[START OF Extracted information]
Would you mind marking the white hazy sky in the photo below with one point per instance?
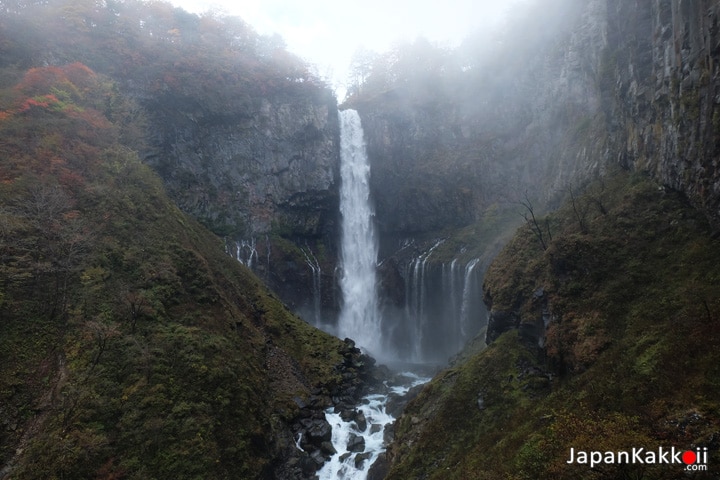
(328, 32)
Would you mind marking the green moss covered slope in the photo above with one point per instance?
(630, 285)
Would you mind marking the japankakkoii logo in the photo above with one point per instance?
(693, 460)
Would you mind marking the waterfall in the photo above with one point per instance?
(359, 318)
(443, 307)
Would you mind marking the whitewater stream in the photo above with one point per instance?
(358, 441)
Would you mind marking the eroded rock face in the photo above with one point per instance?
(269, 163)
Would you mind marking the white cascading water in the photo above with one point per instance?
(359, 317)
(348, 465)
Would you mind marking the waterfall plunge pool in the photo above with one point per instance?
(359, 436)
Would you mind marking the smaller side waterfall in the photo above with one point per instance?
(359, 317)
(358, 437)
(244, 251)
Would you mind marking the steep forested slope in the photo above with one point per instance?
(131, 346)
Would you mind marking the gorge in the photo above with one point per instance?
(532, 217)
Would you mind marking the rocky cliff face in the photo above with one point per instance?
(662, 110)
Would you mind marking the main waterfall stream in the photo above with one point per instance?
(359, 317)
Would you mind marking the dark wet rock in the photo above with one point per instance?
(356, 443)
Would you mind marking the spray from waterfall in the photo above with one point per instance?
(359, 317)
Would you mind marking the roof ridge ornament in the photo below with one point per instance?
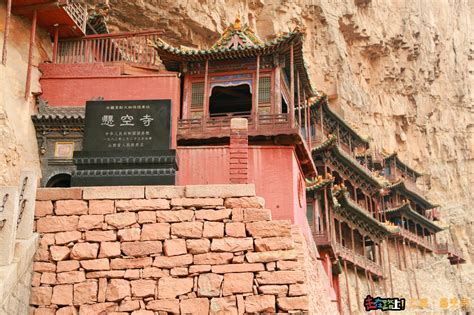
(237, 35)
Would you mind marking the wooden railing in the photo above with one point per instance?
(446, 248)
(321, 238)
(133, 48)
(265, 122)
(78, 12)
(357, 259)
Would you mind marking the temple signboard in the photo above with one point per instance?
(126, 143)
(127, 125)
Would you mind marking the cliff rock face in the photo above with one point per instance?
(399, 71)
(18, 148)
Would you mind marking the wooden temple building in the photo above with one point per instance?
(362, 208)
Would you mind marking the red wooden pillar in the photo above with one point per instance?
(257, 86)
(347, 288)
(6, 31)
(298, 100)
(277, 95)
(238, 151)
(55, 48)
(292, 87)
(355, 269)
(205, 114)
(30, 54)
(308, 116)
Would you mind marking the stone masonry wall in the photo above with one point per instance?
(157, 249)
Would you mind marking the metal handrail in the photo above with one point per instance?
(136, 48)
(415, 238)
(358, 259)
(78, 12)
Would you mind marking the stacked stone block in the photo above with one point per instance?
(159, 249)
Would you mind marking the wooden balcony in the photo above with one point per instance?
(322, 239)
(454, 255)
(263, 128)
(266, 124)
(358, 260)
(70, 15)
(414, 238)
(133, 48)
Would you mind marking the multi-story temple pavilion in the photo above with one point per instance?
(361, 208)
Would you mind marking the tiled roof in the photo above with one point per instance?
(416, 197)
(330, 145)
(318, 183)
(238, 44)
(58, 114)
(323, 102)
(401, 163)
(407, 210)
(342, 196)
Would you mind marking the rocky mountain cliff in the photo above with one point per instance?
(399, 71)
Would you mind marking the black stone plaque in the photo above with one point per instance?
(127, 125)
(126, 143)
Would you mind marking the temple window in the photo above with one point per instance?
(197, 96)
(264, 95)
(59, 180)
(226, 100)
(284, 106)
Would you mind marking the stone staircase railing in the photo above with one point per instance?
(17, 243)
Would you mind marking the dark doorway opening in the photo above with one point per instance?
(59, 180)
(284, 106)
(236, 100)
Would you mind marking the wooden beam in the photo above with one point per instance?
(26, 9)
(6, 31)
(30, 54)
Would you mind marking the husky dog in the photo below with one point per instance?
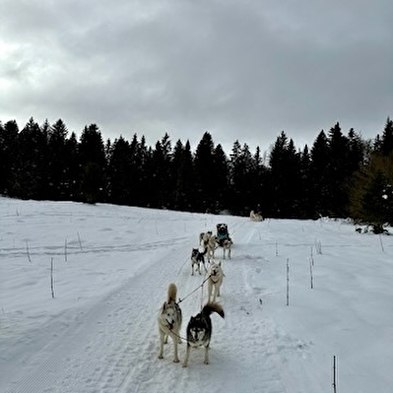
(215, 278)
(226, 245)
(197, 258)
(169, 322)
(204, 238)
(211, 246)
(199, 330)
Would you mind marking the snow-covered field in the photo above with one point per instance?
(112, 266)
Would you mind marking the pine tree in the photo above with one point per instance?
(8, 157)
(93, 165)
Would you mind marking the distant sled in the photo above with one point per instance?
(255, 216)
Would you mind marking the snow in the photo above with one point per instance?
(112, 268)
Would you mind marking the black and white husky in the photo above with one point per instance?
(199, 330)
(169, 322)
(214, 282)
(197, 259)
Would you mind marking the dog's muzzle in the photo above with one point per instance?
(170, 324)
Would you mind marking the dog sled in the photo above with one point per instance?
(222, 234)
(255, 216)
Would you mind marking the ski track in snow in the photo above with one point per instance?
(126, 360)
(100, 332)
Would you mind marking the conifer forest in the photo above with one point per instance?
(340, 175)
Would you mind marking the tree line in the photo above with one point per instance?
(340, 175)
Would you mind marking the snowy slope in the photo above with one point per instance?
(112, 267)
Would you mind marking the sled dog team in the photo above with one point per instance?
(199, 328)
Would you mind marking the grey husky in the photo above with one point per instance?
(197, 259)
(199, 330)
(214, 282)
(169, 322)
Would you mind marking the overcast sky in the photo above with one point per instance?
(242, 70)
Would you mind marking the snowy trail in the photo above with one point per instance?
(124, 323)
(99, 333)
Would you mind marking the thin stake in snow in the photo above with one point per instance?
(288, 282)
(318, 247)
(335, 374)
(79, 240)
(380, 241)
(52, 279)
(27, 251)
(311, 273)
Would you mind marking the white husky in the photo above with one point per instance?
(169, 322)
(214, 282)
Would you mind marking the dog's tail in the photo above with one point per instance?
(213, 307)
(172, 293)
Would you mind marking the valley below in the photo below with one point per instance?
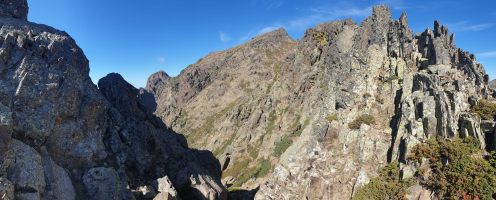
(351, 110)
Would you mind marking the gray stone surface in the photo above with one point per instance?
(61, 137)
(250, 96)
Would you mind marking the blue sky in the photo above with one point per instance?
(137, 38)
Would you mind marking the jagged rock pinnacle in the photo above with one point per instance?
(14, 9)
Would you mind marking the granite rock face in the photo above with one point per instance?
(14, 8)
(288, 104)
(61, 137)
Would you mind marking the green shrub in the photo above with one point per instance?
(253, 151)
(391, 78)
(331, 118)
(319, 37)
(247, 173)
(282, 145)
(263, 169)
(362, 119)
(485, 109)
(271, 122)
(387, 185)
(458, 169)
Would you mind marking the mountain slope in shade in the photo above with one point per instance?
(63, 138)
(316, 118)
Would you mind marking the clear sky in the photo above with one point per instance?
(137, 38)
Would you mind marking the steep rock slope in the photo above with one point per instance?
(61, 138)
(332, 108)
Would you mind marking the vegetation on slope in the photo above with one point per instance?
(388, 185)
(457, 168)
(361, 119)
(485, 109)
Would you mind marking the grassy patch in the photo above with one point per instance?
(237, 168)
(485, 109)
(282, 145)
(391, 78)
(387, 185)
(253, 151)
(331, 118)
(263, 168)
(245, 86)
(271, 122)
(276, 70)
(458, 169)
(320, 37)
(362, 119)
(221, 149)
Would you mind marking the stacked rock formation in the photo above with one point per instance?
(290, 104)
(61, 137)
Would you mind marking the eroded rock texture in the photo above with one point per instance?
(63, 138)
(249, 103)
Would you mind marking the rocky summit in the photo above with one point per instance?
(62, 137)
(320, 117)
(349, 111)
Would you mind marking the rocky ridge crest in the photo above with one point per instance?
(62, 137)
(289, 104)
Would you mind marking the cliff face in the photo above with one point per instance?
(300, 108)
(63, 138)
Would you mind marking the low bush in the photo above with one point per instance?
(362, 119)
(485, 109)
(331, 118)
(387, 185)
(458, 169)
(282, 145)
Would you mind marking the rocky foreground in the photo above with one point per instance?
(319, 117)
(62, 137)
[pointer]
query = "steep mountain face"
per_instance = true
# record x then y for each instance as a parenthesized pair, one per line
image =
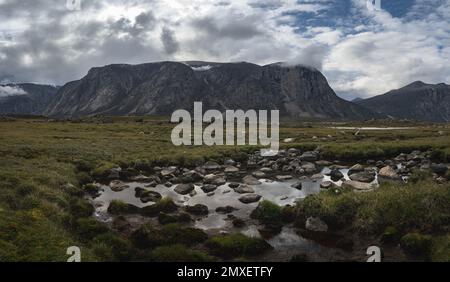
(416, 101)
(25, 98)
(160, 88)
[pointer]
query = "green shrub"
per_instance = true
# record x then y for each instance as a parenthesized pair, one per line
(390, 235)
(111, 247)
(417, 244)
(147, 237)
(103, 169)
(118, 207)
(80, 208)
(178, 253)
(234, 245)
(84, 178)
(88, 228)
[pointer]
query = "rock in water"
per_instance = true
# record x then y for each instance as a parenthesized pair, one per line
(117, 185)
(207, 188)
(150, 196)
(336, 175)
(249, 198)
(359, 186)
(326, 184)
(184, 189)
(283, 177)
(198, 209)
(226, 209)
(363, 176)
(440, 169)
(250, 180)
(309, 156)
(388, 172)
(244, 189)
(214, 179)
(316, 224)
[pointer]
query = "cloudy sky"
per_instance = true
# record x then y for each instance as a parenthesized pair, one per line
(362, 51)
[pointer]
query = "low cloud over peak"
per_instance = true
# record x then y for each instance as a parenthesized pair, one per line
(361, 51)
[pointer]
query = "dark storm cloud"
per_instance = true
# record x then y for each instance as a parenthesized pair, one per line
(43, 41)
(169, 41)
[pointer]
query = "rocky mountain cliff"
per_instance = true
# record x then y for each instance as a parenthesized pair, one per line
(416, 101)
(25, 98)
(160, 88)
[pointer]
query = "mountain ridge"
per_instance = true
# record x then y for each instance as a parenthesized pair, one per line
(416, 101)
(160, 88)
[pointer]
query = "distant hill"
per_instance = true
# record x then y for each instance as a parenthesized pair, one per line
(162, 87)
(416, 101)
(25, 98)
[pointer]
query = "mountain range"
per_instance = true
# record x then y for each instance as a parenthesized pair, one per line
(25, 98)
(416, 101)
(163, 87)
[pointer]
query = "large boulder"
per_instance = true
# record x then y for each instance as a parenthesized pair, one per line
(207, 188)
(336, 175)
(309, 156)
(358, 186)
(388, 172)
(150, 196)
(211, 166)
(214, 179)
(440, 169)
(197, 209)
(355, 169)
(308, 167)
(250, 180)
(363, 176)
(249, 198)
(117, 185)
(244, 189)
(316, 225)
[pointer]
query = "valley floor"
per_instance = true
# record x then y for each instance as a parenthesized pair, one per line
(47, 169)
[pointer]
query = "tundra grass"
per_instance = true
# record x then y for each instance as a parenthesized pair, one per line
(38, 157)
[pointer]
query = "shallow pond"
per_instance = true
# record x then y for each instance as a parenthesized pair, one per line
(286, 243)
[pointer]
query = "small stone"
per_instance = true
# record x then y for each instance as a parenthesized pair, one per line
(297, 185)
(355, 169)
(283, 177)
(336, 175)
(249, 198)
(326, 184)
(117, 185)
(259, 174)
(363, 176)
(184, 189)
(226, 209)
(250, 180)
(233, 185)
(197, 209)
(316, 224)
(244, 189)
(207, 188)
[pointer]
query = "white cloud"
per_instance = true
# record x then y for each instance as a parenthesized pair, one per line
(365, 54)
(6, 90)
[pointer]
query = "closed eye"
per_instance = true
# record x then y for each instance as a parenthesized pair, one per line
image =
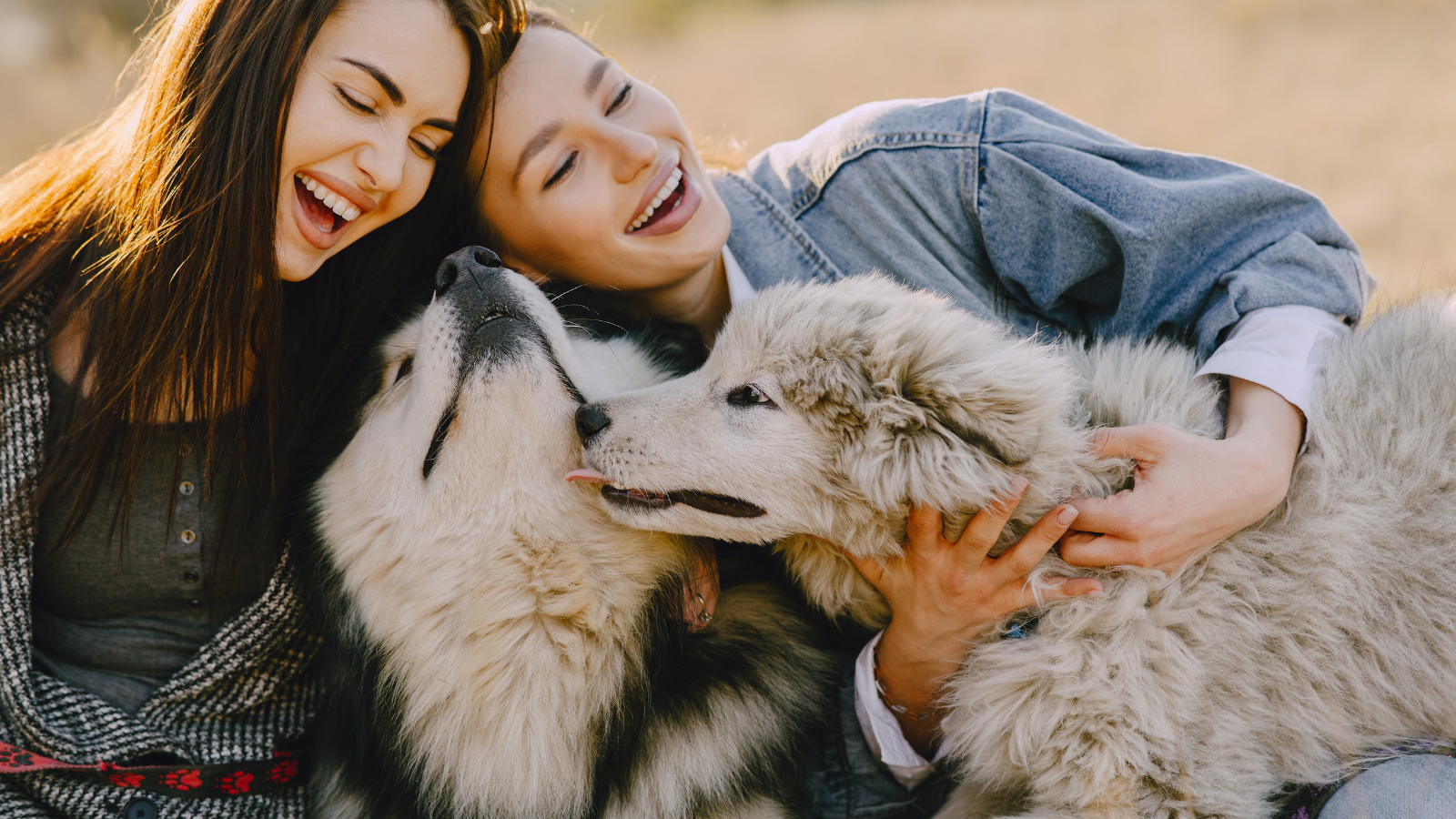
(356, 104)
(561, 172)
(750, 395)
(621, 99)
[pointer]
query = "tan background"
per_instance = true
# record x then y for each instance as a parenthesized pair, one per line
(1353, 99)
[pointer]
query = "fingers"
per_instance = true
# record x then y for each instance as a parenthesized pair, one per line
(986, 526)
(1067, 589)
(1019, 560)
(1114, 515)
(1087, 550)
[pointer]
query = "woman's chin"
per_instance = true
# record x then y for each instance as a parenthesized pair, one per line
(298, 264)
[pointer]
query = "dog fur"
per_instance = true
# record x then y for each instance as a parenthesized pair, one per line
(1322, 632)
(501, 647)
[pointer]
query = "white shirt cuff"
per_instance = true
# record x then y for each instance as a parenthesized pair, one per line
(1281, 349)
(880, 726)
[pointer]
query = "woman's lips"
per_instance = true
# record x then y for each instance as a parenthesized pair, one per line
(673, 215)
(319, 227)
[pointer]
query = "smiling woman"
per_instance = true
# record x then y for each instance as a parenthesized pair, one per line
(181, 285)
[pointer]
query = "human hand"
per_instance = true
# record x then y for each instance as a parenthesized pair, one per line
(943, 595)
(1190, 493)
(701, 591)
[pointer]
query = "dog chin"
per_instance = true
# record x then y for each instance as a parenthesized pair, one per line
(681, 519)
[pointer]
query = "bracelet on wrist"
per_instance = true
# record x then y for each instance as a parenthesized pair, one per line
(892, 704)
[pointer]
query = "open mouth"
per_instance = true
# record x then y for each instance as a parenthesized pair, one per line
(327, 219)
(662, 203)
(648, 499)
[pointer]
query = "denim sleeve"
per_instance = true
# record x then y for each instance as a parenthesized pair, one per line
(842, 780)
(1117, 239)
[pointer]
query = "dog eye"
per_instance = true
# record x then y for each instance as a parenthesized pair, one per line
(750, 395)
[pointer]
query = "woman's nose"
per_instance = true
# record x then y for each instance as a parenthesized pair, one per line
(633, 152)
(383, 162)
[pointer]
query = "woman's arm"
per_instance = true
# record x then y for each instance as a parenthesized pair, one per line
(944, 595)
(1190, 491)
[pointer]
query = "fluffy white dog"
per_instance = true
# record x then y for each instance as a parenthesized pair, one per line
(501, 649)
(1329, 629)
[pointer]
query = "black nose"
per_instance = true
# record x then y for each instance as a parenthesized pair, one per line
(446, 274)
(449, 270)
(590, 420)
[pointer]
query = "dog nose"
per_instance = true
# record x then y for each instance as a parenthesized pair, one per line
(446, 276)
(590, 420)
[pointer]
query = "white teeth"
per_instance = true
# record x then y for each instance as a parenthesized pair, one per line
(657, 200)
(331, 200)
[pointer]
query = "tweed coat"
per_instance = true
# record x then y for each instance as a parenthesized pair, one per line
(247, 693)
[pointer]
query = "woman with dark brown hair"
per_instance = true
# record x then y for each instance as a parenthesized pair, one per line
(181, 283)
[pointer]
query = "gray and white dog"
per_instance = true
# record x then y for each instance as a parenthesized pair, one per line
(1325, 630)
(500, 646)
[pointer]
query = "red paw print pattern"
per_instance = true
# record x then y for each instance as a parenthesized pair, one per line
(284, 771)
(15, 758)
(126, 780)
(235, 783)
(182, 780)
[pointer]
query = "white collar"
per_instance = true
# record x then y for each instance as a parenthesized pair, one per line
(739, 288)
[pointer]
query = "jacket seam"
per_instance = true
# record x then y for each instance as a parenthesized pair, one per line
(868, 145)
(790, 228)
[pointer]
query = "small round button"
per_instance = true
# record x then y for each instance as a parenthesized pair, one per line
(140, 809)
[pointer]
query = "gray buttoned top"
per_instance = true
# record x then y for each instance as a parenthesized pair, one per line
(120, 617)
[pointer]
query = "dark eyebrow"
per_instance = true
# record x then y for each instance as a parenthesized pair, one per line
(594, 76)
(395, 95)
(538, 145)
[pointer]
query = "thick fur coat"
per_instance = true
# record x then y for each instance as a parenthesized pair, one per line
(1322, 632)
(502, 649)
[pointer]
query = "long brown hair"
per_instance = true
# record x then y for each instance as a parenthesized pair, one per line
(157, 227)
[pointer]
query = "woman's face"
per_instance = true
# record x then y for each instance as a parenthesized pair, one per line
(376, 101)
(579, 155)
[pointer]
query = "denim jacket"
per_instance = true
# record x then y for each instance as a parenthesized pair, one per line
(1024, 215)
(1021, 213)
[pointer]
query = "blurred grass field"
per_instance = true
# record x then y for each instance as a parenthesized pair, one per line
(1351, 99)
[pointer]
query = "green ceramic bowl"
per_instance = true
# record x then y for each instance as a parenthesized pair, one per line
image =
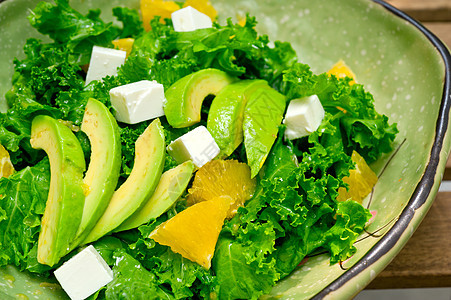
(405, 67)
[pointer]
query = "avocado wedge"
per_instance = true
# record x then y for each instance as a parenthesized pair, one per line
(64, 206)
(262, 116)
(225, 118)
(184, 98)
(103, 172)
(171, 186)
(139, 186)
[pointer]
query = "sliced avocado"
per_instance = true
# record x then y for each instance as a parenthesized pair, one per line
(64, 206)
(184, 98)
(139, 186)
(262, 116)
(103, 172)
(225, 118)
(171, 186)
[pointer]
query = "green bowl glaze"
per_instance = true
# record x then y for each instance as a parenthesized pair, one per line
(403, 65)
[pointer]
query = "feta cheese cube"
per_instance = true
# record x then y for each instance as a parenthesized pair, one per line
(197, 145)
(190, 19)
(84, 274)
(303, 117)
(138, 101)
(104, 62)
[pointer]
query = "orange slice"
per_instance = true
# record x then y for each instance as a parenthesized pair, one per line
(223, 178)
(204, 6)
(6, 166)
(361, 181)
(164, 9)
(152, 8)
(341, 70)
(193, 233)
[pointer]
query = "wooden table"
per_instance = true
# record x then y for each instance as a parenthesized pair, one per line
(425, 261)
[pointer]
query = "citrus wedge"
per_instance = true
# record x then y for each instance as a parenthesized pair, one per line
(6, 166)
(223, 178)
(361, 181)
(193, 233)
(341, 70)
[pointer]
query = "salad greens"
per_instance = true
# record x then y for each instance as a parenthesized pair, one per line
(293, 211)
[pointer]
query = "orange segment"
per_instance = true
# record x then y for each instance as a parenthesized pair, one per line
(223, 178)
(152, 8)
(341, 70)
(6, 166)
(164, 9)
(124, 44)
(204, 6)
(361, 181)
(193, 233)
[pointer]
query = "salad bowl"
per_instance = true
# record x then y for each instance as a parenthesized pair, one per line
(401, 63)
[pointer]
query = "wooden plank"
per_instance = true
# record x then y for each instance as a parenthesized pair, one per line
(425, 10)
(425, 261)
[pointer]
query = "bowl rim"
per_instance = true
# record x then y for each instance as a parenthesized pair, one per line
(425, 185)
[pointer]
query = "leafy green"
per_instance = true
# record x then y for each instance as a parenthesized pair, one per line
(293, 212)
(22, 203)
(366, 131)
(132, 25)
(66, 26)
(238, 278)
(132, 281)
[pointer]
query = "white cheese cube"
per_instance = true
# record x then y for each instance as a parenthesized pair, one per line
(104, 62)
(303, 117)
(84, 274)
(197, 145)
(138, 101)
(190, 19)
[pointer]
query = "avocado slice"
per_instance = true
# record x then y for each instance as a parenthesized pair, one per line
(225, 118)
(139, 186)
(184, 98)
(262, 116)
(171, 186)
(103, 172)
(64, 206)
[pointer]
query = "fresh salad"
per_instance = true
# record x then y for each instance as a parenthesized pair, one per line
(195, 159)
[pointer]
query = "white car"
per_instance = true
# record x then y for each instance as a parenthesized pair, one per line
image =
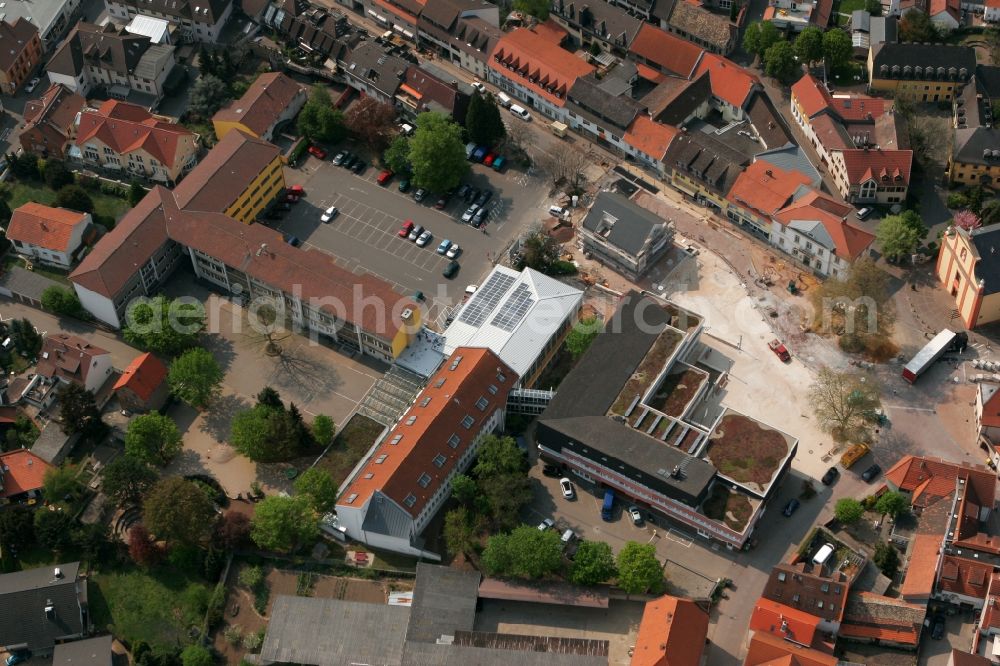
(329, 214)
[END OF Extracted information]
Do this — Count the lines in the records that contain the string "stacked", matching case exactly, and give only the number.

Answer to the problem — 2